⟨

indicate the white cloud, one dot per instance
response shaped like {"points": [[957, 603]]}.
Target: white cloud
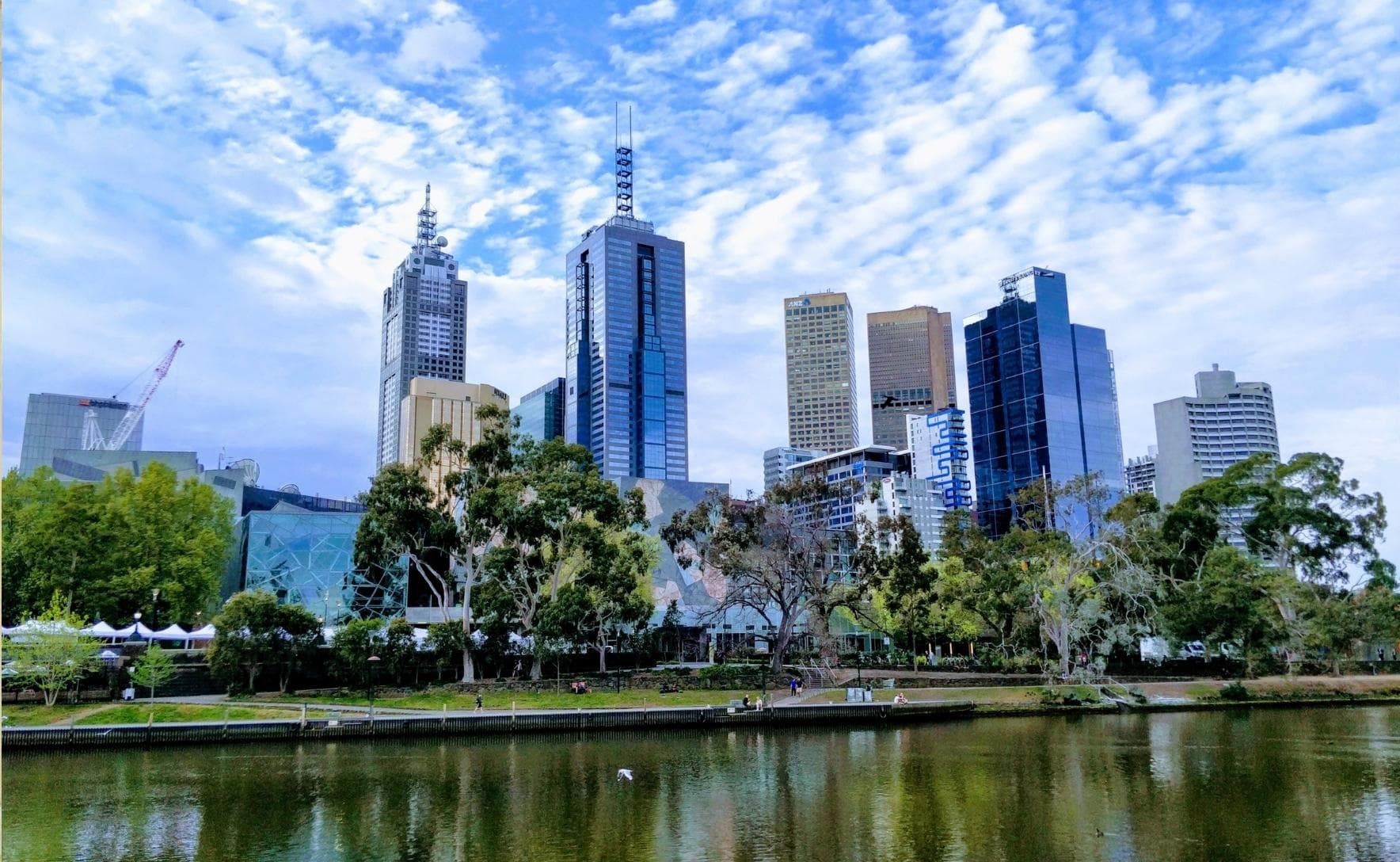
{"points": [[657, 12], [439, 47], [249, 182]]}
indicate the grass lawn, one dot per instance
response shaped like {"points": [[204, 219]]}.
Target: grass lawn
{"points": [[27, 715], [433, 700], [31, 715], [979, 694]]}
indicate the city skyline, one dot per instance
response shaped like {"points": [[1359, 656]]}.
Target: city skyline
{"points": [[1193, 171]]}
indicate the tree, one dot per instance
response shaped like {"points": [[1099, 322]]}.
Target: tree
{"points": [[550, 510], [671, 625], [297, 632], [247, 638], [611, 593], [107, 546], [1086, 592], [54, 655], [984, 581], [778, 557], [359, 639], [1234, 601], [892, 557], [153, 669]]}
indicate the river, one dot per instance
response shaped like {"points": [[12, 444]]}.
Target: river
{"points": [[1281, 784]]}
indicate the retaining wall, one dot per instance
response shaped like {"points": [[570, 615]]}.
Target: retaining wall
{"points": [[583, 721]]}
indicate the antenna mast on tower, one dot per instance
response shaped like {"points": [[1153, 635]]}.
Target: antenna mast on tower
{"points": [[428, 220], [623, 164]]}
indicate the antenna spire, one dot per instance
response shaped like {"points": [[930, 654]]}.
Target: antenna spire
{"points": [[623, 164], [428, 219]]}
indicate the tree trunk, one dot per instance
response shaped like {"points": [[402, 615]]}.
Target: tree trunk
{"points": [[468, 666]]}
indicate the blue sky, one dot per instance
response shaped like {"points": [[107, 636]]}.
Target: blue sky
{"points": [[1219, 184]]}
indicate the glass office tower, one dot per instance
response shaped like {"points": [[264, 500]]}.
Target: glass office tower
{"points": [[1042, 399], [54, 422], [423, 331], [626, 351], [542, 411]]}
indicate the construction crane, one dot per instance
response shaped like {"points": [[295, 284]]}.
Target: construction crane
{"points": [[93, 435]]}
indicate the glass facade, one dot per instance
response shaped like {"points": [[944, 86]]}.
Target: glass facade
{"points": [[625, 383], [820, 372], [54, 422], [423, 328], [940, 455], [308, 558], [542, 411], [1042, 399]]}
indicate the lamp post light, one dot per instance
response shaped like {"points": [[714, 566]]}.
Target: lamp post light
{"points": [[373, 662]]}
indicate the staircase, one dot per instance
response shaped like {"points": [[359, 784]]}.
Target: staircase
{"points": [[816, 676]]}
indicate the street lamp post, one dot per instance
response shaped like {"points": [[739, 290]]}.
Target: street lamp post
{"points": [[373, 662]]}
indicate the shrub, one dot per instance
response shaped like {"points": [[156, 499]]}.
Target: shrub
{"points": [[1235, 692], [732, 676]]}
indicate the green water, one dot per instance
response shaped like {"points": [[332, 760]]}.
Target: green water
{"points": [[1290, 784]]}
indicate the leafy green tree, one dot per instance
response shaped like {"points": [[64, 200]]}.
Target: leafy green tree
{"points": [[671, 627], [55, 655], [778, 555], [1234, 601], [892, 558], [297, 635], [986, 581], [249, 637], [609, 594], [108, 546], [552, 510], [153, 669], [359, 639]]}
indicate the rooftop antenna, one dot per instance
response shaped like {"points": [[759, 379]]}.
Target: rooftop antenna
{"points": [[428, 220], [623, 163]]}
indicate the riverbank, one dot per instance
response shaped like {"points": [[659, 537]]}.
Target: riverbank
{"points": [[990, 703]]}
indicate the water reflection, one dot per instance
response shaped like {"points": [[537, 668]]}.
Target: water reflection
{"points": [[1318, 784]]}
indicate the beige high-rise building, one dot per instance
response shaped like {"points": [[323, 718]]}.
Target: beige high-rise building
{"points": [[820, 359], [444, 401], [911, 369]]}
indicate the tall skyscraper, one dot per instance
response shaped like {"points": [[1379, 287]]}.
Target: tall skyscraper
{"points": [[424, 327], [938, 453], [542, 411], [1140, 474], [54, 422], [1042, 397], [911, 369], [820, 359], [626, 345], [1199, 437]]}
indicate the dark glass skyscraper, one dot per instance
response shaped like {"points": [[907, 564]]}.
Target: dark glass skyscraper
{"points": [[626, 349], [1042, 397], [423, 330], [542, 411]]}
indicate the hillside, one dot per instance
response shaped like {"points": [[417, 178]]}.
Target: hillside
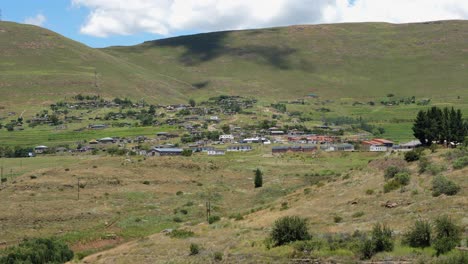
{"points": [[364, 60], [37, 65]]}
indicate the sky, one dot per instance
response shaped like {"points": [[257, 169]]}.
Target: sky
{"points": [[102, 23]]}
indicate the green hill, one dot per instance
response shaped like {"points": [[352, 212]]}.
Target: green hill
{"points": [[363, 60], [37, 65], [334, 61]]}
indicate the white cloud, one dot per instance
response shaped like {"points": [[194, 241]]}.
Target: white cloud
{"points": [[168, 17], [37, 20]]}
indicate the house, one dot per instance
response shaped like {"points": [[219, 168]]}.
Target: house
{"points": [[374, 146], [338, 147], [106, 140], [286, 149], [276, 132], [226, 138], [165, 152], [40, 149], [98, 126], [409, 145], [216, 152], [238, 148], [202, 149]]}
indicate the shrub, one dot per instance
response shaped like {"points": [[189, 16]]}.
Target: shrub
{"points": [[460, 257], [337, 219], [447, 235], [402, 178], [423, 164], [288, 229], [38, 250], [180, 233], [218, 256], [460, 163], [391, 186], [366, 249], [419, 236], [412, 155], [391, 171], [442, 185], [382, 238], [194, 249], [213, 218], [358, 214]]}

⟩

→ **Task details**:
Among the records above, a stretch begins at the line containing "Target: city skyline" and ends at the line containing "indicate the river, one dot per instance". Restate that stretch word for word, and nothing else.

→ **Worked solution**:
Target: city skyline
{"points": [[1193, 171]]}
indicate the tree, one dot per instance
response shaped like {"points": [[1099, 322]]}.
Target: tree
{"points": [[550, 510], [671, 625], [297, 632], [247, 638], [611, 593], [107, 546], [1086, 592], [54, 655], [984, 581], [778, 557], [359, 639], [1234, 601], [892, 557], [153, 669]]}
indicate the river, one dot per instance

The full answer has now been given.